=== Work to be completed ===
Please write out the passage from the article on subway station equity, starting at the words "The government of South Korea has" and ending after the words "28 October 2023.".

Sahmyook University researcher proposes more equitable subway stations for the elderly and mobility handicapped
Equity is defined as the number of vertical transport systems compared to the station characteristics. The infographic shows the data envelopment analysis model equity scores for various categories of subway stations. Credit: Jonghwa Jeong / Sahmyook University

The number of elderly and mobility handicapped individuals has been increasing in South Korea. Statistics show that the number of elderly will increase over the next decade. Hence, the interest in equity for these people is becoming increasingly prominent.

The subway is one of the most efficient transportation modes for mobility handicapped individuals regarding cost, time, and accessibility, especially when getting around the city.

The government of South Korea has mandated a minimum number of vertical transport facilities for each to ensure universal welfare. Many studies have tried to measure the equity of these vertical transport systems in their ability to assist mobility handicapped individuals.

Unfortunately, each subway has different characteristics, in terms of its area, the number of mobility handicapped users, the available facilities, and so on. This could mean that some stations remain less accessible compared to others. In this regard, Professor Jonghwa Jeong from Sahmyook University, Korea, and Assistant Research Scientist Eun Hak Lee from the Texas A&M Transportation Institute in U.S. recently undertook a study to find the most equitable distribution of vertical transport facilities.

The study made available online in the Journal of Public Transportation on 28 October 2023.

Prof. Jeong says, "This work is important because according to the standards set by the government of South Korea, an elevator needs to be installed at only one of several entrances to a subway station."

"While this mandates the installation of basic facilities, the convenience of public transportation for individuals with mobility impairments could be significantly enhanced by considering the number of such users and the conditions of subway stations when investing in and allocating vertical transport systems."

The researchers defined equity as the number of vertical transport facilities compared to subway station attributes such as the number of mobility handicapped users and the size of the subway station. After that, they used the data envelopment analysis model to estimate the equity score of the subway stations.

Facility and station data were obtained from open data portal, and user variables were obtained from smart card data. The subway station was set as the decision-making unit, the number of elevators, wheelchair lifts, and escalators were set as the output, and the number of handicapped user trips, the number of floors in a station, and its area were set as the input variables in the model.

Since equity was defined as the number of vertical transport facilities compared to the station characteristics, the inputs (station characteristics) were maintained to get the appropriate number of outputs (vertical transport facilities). Furthermore, the researchers used Tobit regression to understand the impact of each input on estimated equity score.

=== Record excerpts ===

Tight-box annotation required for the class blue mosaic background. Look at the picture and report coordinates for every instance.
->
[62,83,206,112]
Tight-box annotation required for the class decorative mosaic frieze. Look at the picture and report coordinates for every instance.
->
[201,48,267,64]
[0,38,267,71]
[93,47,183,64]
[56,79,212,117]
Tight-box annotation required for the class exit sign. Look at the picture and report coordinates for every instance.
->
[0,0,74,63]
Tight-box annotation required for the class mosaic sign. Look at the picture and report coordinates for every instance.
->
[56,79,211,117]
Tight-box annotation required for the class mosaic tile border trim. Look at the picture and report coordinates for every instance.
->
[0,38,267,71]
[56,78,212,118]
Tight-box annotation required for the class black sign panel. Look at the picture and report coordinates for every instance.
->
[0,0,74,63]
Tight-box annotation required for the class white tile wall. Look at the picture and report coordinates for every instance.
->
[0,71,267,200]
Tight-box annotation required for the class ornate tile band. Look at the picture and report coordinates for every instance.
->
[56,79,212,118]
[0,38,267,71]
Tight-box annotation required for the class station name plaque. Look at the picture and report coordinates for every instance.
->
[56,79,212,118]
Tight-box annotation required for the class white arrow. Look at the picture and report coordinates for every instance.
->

...

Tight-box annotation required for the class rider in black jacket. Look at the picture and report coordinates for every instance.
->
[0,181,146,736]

=== Exercise output ===
The government of South Korea has mandated a minimum number of vertical transport facilities for each to ensure universal welfare. Many studies have tried to measure the equity of these vertical transport systems in their ability to assist mobility handicapped individuals.

Unfortunately, each subway has different characteristics, in terms of its area, the number of mobility handicapped users, the available facilities, and so on. This could mean that some stations remain less accessible compared to others. In this regard, Professor Jonghwa Jeong from Sahmyook University, Korea, and Assistant Research Scientist Eun Hak Lee from the Texas A&M Transportation Institute in U.S. recently undertook a study to find the most equitable distribution of vertical transport facilities.

The study made available online in the Journal of Public Transportation on 28 October 2023.